■ AIM OF THE EXERCISE
Rewrite the data below so that "innermost point" becomes "geometric center" everywhere and nothing else changes. Leave the pictures out of your answer.
THE RECORDS start
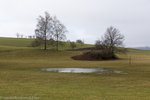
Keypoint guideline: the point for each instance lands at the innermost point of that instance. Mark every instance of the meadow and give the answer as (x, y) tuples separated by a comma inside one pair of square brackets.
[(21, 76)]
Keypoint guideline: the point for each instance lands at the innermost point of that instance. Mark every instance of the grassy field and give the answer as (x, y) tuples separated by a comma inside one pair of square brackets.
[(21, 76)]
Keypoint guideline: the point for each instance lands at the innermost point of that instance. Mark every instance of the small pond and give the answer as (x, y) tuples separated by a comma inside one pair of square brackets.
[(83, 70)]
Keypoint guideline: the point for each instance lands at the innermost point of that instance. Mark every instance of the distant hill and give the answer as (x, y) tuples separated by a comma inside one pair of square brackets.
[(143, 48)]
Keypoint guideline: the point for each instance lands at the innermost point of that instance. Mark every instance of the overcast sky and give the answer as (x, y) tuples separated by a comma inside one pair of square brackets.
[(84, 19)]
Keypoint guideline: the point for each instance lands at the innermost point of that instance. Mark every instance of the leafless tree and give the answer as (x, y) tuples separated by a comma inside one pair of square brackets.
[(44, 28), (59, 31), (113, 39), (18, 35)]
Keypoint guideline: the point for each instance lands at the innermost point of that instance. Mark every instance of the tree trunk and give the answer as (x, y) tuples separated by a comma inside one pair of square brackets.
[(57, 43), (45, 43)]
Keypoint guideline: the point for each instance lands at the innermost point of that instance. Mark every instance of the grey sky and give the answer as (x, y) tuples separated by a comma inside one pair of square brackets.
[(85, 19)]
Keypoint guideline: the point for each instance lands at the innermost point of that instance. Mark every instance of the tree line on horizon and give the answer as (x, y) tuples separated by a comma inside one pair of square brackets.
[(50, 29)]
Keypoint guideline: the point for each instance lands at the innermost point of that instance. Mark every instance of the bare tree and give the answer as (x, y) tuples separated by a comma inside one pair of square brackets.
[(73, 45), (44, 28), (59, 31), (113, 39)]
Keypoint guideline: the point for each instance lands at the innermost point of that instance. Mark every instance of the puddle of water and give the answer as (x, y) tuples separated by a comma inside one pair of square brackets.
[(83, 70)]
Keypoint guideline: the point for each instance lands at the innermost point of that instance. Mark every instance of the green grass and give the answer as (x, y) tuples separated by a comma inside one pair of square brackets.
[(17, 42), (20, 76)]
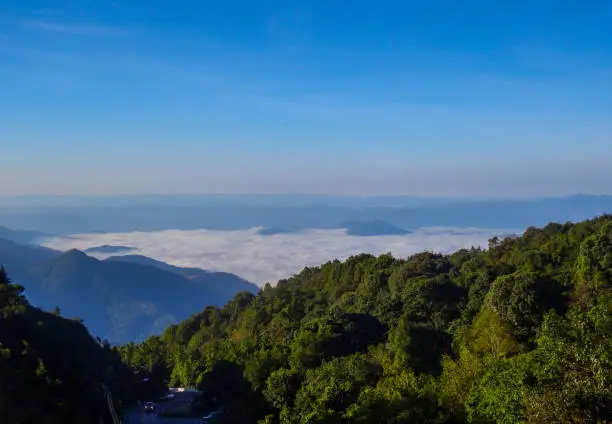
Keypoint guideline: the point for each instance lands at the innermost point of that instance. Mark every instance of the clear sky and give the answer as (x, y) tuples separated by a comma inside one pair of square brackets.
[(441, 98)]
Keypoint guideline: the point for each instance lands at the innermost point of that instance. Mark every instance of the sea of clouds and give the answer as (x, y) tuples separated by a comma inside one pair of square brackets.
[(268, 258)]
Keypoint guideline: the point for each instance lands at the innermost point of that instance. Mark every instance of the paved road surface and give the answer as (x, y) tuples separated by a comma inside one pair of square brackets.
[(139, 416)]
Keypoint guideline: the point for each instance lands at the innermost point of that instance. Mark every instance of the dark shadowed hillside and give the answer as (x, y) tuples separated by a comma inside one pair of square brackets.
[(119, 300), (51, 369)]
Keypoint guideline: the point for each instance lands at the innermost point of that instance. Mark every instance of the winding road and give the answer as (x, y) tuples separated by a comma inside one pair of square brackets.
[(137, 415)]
THE RECORDS end
■ RESPONSE
Keypoint guideline: the point for each instance lands at the geometric center of that instance. Mark every instance of the meadow and give the answer as (x, y) tuples separated by a comma inside one pair of square brackets.
[(21, 76)]
Keypoint guideline: the point for each instance lands at the geometric center of that instance. Mark every instance of the grassy field and give the answer as (x, y) tuples separated by a comma inside one pair of square brackets.
[(21, 76)]
Keypoint guideline: the point for each instance lands at the geometric center of that instance. Mark every instance of the small pond and give the answer as (x, y) tuples separated by a comma inside one pair of square brackets.
[(83, 70)]
Keypoint guideline: the point for each instance lands at the geometric center of that instance. Mark every instance of the distant hill and give the answer as (x, y) tuples separated by a comma inside one pair of square brackets.
[(143, 48)]
Keypoint guideline: the point for each instance lands at the geometric center of that instance. Mark every instance of the overcast sky and give the answer as (x, y) tuples separated by a comma inside one pair of square brackets.
[(84, 19)]
Keypoint guideline: the point for each instance lands at the geometric center of that instance. Mark every instance of the leafless tree and give the answer as (x, y) tuples separated by a comma inside one pair of square brackets.
[(44, 28), (59, 31), (113, 39), (18, 35)]
Keypoint guideline: the point for each instance lands at the geometric center of that instance. Mark every instance of the tree trunk and give the answer as (x, y) tuples separated by a comma inside one pair of square brackets.
[(57, 43), (45, 43)]
Keypoint guideline: the point for each instance lands at the geometric center of that instance. Mark every instance of the grey sky and give the answer as (x, y) tuples separated by a comma inside one pair of square brackets.
[(85, 19)]
Keypoint guideline: the point for each instance lands at the geometric center of that instance. Mark every instance of the tree line on horizon and give the answer as (x, y) tuples separated by a comma inside one pair of square brackets.
[(50, 29)]
Keypoint guideline: the point for each instance lands at the geometric center of that instance. Mark every instance of the bare tree and give the answer as (x, y) tuples separated by a comma inside one pair of square brackets.
[(73, 45), (44, 28), (59, 31), (113, 39)]
Keypoint guideline: the point for each instance lands at the geometric center of that instance. Mark every instance of the puddle of water and give the answer as (x, y) tuples separated by a comma inside one pair of square brackets.
[(83, 70)]
Keypoint guideline: the point for each instance lands at the geometric center of that instance. Mark every instance of the green grass and give the answer as (x, y) tuples separated by a comma inside one pair of square brackets.
[(17, 42), (20, 76)]
Keypoint guideline: the point for each instance lands at the geometric center of that instance. Mark every instance of the clear sky and give the answer as (x, y) tuples separated by a comma inside one pair of square brackets.
[(441, 98)]
Keypoint guideline: the point for each instance lands at the geometric center of that instance. Mark every instance of the sea of clouds and give the answer as (x, y) tuples separated by a comma inside one pair of square brackets.
[(268, 258)]
Keypoint guideline: the point for each instance lands at the geometric center of that instance. Mark every instance of the paved road surface and give the answer as (x, y) tuples separated by a comma inside one pair of square brackets.
[(139, 416)]
Keypoint guideline: the point for each instance lands at the geometric center of that instance. Mark every instance of the dark shadowed hillside and give the answer as (x, y) tuples separated by a comma inside one pair of square brackets.
[(119, 300), (51, 369)]
Keypoint guideline: the point for each instance lands at the geometric center of that instance. Mark every instance of the winding road and give the answer as (x, y) tuples separated by a comma inside one pair of square brackets.
[(137, 415)]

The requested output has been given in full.